▶ Problem:
Where a line of the listing below holds "stone", add it to the tally; give only the final number.

▶ Records for the exercise:
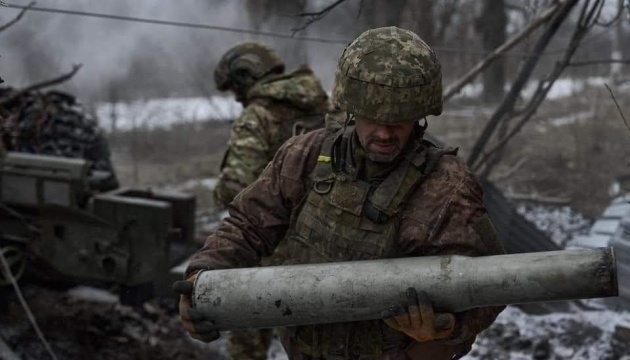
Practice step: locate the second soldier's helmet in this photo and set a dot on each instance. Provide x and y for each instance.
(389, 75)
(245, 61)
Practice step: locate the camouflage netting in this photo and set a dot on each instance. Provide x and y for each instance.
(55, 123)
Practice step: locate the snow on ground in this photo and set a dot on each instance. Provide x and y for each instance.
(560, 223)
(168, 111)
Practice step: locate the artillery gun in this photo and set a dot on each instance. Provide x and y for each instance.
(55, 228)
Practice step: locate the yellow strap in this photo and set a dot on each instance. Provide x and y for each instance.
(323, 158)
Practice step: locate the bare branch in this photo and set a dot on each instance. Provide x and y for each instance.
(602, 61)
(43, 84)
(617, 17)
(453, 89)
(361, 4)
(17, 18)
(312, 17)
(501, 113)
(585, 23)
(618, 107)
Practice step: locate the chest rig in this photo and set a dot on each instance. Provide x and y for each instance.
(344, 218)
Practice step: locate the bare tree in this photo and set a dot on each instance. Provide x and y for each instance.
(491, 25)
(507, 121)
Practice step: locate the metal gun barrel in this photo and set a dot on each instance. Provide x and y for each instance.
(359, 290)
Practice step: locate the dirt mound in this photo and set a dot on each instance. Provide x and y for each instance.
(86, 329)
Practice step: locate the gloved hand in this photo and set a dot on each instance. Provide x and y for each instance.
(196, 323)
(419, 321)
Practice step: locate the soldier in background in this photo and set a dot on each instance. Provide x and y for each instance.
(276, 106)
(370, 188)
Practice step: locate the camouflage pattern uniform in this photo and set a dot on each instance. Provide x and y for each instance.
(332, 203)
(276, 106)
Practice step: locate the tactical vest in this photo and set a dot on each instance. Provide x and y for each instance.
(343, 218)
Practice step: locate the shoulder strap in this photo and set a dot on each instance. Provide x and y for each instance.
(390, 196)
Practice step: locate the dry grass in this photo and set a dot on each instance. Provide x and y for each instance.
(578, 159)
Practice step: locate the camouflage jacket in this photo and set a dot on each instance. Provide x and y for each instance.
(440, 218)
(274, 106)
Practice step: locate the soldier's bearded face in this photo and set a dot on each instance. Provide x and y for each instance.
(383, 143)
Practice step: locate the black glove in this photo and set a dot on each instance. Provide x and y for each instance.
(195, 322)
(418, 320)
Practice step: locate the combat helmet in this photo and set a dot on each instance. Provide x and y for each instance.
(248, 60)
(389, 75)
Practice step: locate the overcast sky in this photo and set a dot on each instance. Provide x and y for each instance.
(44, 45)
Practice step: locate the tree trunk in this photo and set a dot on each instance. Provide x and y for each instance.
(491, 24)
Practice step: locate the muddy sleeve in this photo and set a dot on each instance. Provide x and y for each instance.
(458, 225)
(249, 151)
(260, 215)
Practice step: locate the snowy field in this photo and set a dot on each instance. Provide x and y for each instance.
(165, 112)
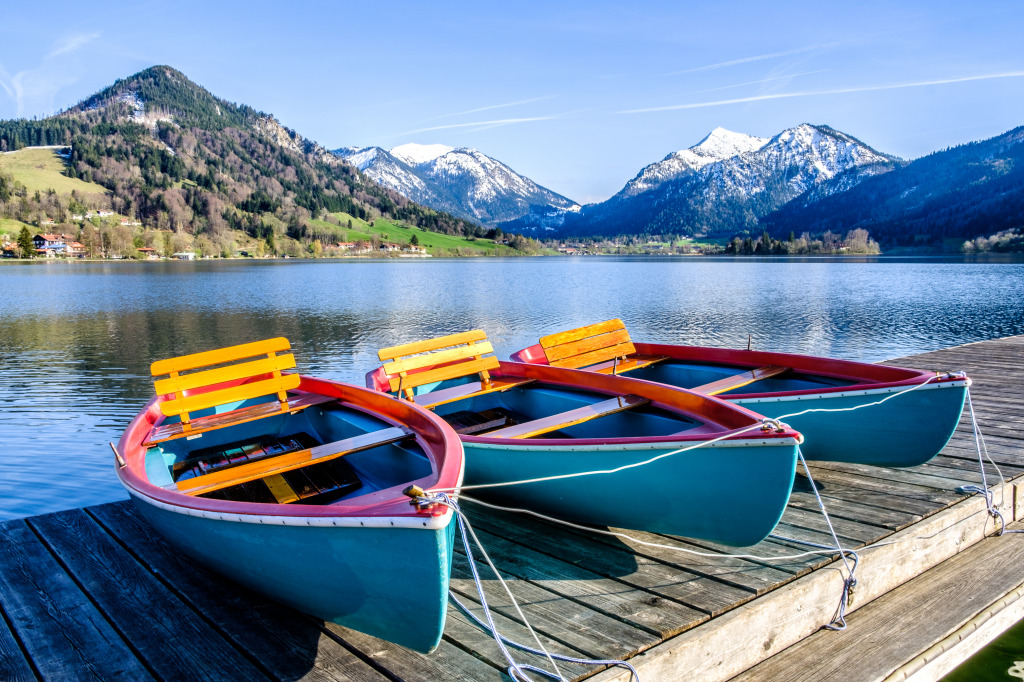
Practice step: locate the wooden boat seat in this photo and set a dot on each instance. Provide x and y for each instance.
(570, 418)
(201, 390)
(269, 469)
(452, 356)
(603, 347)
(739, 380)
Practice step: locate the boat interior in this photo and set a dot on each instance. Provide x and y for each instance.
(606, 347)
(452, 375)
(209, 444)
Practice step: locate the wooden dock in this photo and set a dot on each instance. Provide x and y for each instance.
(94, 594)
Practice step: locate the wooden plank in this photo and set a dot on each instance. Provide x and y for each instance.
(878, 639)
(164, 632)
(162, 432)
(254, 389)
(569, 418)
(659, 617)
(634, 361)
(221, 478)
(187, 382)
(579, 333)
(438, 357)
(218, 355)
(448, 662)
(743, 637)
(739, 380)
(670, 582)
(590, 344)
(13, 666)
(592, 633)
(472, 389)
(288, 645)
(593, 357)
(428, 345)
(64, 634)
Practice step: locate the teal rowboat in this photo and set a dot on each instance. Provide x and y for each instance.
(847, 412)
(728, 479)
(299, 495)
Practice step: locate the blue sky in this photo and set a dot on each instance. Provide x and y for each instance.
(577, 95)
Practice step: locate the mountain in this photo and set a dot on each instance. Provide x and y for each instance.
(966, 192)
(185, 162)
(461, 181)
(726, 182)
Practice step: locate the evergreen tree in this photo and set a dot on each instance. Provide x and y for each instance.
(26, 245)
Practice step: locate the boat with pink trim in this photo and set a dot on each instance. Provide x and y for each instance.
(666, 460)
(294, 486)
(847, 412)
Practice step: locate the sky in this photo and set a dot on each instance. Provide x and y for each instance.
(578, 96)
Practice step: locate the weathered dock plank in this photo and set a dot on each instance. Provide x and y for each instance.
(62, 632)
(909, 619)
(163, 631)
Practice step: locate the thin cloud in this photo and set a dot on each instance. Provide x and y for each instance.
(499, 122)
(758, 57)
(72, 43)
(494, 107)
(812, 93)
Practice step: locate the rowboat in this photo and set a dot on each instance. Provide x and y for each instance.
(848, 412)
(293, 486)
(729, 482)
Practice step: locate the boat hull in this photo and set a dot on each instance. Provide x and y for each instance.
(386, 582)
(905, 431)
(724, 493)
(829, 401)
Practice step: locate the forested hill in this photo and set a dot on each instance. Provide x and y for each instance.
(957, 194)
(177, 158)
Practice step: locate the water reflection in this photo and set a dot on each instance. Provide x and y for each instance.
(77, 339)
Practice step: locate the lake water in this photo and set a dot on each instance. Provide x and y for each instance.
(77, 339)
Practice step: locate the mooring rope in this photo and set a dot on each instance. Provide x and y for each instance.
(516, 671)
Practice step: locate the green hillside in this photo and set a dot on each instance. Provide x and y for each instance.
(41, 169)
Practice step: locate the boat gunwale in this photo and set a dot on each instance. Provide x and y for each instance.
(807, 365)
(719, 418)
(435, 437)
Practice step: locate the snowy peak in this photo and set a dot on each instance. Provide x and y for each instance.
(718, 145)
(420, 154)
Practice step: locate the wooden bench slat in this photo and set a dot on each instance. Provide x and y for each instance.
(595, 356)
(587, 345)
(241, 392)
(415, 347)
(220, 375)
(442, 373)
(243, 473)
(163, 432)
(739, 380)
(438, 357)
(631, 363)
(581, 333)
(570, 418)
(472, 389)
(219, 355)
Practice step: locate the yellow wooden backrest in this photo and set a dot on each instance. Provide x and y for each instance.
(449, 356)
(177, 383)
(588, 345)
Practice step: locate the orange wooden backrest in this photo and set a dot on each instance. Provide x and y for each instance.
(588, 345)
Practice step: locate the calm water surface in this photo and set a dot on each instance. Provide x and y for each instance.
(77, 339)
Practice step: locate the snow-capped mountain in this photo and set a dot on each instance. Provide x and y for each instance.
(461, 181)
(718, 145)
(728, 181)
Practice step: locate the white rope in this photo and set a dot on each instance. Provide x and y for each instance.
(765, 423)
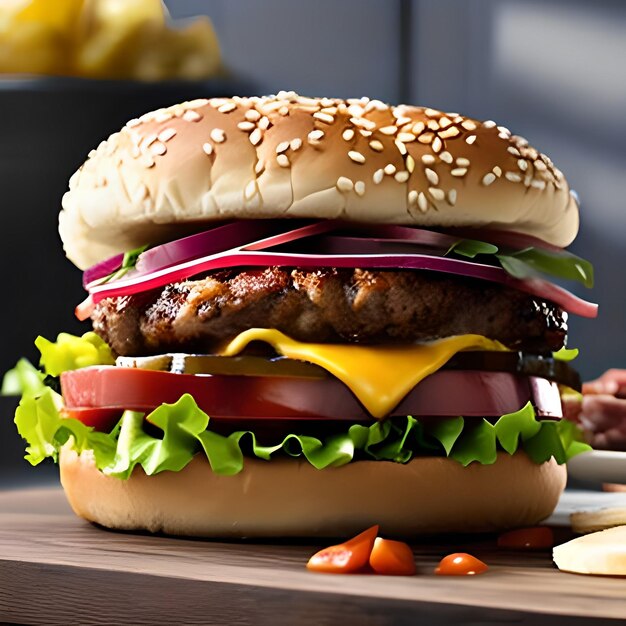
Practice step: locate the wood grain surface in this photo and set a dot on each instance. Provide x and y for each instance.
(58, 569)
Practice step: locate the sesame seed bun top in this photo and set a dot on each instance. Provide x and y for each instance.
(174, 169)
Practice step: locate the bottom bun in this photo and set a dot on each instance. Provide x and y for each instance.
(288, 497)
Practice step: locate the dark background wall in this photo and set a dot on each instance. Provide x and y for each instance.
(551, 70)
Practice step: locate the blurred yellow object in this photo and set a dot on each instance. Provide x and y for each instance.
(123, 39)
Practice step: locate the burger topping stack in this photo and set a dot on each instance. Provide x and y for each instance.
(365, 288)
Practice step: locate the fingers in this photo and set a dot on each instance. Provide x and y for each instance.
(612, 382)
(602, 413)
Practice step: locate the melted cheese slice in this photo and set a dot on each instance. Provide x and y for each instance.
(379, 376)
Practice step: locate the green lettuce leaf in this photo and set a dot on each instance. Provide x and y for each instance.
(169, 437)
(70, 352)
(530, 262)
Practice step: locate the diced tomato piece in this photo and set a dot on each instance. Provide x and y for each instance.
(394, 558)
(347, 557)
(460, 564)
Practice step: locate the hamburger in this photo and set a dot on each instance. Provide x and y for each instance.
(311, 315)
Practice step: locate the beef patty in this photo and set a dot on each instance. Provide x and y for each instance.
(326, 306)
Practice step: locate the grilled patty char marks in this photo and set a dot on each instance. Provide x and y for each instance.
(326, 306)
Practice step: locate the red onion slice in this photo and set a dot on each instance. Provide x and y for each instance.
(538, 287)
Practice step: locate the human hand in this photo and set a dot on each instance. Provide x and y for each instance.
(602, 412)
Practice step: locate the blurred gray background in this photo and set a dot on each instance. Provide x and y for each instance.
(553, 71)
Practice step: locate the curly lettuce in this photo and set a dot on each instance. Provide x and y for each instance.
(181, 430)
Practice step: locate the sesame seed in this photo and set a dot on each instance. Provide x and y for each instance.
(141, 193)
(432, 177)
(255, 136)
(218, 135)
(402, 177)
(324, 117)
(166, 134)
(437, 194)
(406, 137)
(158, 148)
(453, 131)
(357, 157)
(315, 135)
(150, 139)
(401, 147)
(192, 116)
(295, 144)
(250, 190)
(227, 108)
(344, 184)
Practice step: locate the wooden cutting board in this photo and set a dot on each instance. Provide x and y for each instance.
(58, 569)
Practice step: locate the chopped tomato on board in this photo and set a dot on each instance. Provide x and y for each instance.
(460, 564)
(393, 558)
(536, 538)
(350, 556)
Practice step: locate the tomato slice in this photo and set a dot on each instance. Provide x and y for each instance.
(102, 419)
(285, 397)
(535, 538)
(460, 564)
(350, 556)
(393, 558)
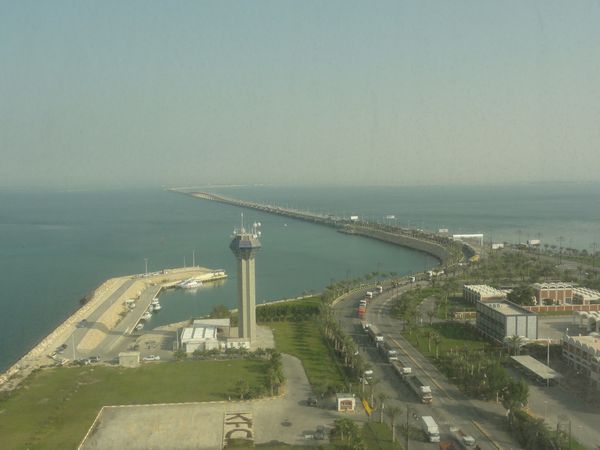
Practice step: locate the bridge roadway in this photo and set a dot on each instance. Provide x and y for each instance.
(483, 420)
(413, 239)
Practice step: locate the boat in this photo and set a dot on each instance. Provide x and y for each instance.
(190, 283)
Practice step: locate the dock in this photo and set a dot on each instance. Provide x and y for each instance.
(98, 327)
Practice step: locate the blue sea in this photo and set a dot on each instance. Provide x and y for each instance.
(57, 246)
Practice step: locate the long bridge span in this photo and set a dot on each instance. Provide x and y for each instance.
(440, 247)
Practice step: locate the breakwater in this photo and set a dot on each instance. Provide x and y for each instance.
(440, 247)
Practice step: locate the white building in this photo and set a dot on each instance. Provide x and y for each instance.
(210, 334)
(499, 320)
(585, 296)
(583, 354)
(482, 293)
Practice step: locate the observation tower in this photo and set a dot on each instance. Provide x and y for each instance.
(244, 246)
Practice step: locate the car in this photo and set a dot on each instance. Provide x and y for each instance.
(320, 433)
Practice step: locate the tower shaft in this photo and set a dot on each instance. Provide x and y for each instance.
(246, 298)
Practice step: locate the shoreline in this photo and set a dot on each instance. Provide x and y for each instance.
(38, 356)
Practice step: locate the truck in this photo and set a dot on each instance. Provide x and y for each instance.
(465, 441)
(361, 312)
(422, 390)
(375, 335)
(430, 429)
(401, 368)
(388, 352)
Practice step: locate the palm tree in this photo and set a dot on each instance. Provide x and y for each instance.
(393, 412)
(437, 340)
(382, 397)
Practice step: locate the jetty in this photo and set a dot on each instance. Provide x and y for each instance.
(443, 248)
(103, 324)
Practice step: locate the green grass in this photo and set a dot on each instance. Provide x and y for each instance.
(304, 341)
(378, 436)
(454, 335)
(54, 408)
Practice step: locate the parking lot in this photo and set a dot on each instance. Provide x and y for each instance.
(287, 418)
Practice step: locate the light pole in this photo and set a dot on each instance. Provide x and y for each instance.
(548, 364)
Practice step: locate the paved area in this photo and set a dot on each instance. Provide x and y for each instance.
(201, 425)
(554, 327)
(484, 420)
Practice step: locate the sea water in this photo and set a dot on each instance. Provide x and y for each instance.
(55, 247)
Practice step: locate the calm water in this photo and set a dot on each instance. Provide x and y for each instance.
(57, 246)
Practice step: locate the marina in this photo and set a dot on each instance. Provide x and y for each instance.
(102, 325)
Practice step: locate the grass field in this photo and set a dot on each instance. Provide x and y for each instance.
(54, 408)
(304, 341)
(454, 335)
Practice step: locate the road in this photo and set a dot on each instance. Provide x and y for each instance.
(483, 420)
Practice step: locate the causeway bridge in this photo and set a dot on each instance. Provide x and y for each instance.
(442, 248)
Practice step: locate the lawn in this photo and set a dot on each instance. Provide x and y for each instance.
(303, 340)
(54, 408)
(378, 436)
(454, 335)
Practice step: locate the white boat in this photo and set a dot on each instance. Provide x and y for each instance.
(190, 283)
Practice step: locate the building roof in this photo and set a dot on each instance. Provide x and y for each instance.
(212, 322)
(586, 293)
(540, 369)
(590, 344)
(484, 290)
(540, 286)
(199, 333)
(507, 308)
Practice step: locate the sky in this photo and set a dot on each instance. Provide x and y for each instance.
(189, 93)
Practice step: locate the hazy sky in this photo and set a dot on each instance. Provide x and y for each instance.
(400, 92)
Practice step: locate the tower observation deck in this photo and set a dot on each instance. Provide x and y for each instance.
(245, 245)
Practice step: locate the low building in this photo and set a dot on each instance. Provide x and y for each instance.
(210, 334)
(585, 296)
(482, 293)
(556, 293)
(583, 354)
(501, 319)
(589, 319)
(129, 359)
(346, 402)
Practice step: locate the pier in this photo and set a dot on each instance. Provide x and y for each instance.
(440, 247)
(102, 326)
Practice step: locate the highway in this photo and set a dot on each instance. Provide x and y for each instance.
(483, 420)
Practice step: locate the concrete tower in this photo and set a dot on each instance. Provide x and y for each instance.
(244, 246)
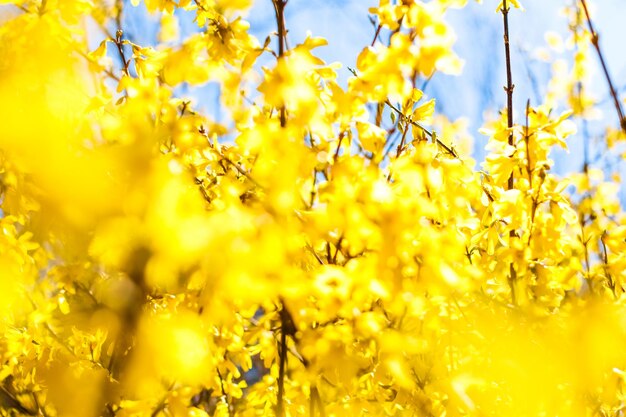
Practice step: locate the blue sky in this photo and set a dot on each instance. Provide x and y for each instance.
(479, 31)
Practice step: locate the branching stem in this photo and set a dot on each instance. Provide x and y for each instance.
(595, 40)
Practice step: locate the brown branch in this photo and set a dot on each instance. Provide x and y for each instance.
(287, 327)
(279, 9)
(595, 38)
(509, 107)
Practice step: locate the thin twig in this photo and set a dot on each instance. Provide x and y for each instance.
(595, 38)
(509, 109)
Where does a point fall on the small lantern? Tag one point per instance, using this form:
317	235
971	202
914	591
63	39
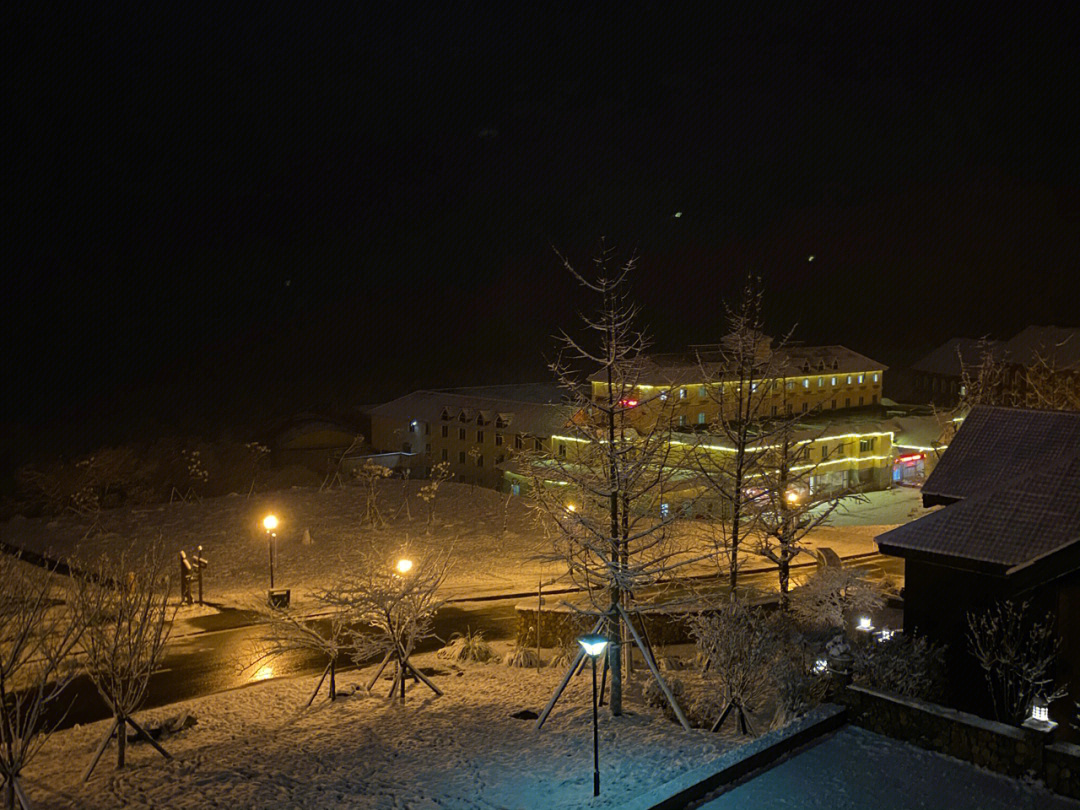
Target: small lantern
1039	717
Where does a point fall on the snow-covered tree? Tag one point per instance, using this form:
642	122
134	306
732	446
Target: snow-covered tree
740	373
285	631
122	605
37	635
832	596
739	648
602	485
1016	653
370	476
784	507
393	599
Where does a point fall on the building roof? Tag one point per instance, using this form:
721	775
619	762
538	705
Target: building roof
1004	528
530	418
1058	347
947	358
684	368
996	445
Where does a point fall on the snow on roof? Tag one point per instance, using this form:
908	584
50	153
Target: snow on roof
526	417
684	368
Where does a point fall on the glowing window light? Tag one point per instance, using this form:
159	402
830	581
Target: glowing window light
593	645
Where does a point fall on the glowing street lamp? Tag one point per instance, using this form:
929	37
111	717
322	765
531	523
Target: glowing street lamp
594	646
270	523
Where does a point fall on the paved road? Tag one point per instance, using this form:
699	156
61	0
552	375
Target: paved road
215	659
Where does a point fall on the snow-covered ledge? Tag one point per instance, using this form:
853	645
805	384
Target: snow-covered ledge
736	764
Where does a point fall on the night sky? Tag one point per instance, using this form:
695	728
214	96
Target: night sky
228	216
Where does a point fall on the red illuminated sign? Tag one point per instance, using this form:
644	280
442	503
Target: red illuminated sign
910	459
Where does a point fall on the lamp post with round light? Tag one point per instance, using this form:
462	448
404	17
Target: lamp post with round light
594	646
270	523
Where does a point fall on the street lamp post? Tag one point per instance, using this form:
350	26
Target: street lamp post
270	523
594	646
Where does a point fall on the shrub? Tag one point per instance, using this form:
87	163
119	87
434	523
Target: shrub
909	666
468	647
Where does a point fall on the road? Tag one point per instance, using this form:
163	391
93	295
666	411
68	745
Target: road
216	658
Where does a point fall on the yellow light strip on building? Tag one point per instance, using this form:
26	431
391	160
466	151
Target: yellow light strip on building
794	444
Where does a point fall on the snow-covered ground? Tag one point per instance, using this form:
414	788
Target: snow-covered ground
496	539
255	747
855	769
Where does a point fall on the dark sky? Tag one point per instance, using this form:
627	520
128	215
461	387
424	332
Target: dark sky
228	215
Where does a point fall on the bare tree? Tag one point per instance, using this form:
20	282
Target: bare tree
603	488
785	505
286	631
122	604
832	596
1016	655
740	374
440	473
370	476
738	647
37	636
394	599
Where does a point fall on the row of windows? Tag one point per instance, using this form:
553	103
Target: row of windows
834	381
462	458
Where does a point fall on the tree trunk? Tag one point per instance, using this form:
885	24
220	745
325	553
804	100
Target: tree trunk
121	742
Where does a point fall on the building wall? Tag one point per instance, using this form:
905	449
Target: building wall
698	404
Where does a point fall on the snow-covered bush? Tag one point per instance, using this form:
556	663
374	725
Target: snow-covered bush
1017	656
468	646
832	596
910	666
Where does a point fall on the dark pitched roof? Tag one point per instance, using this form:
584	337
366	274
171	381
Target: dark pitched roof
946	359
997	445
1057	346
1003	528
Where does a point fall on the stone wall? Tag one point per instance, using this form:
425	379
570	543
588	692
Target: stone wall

▶ Exercise solution:
2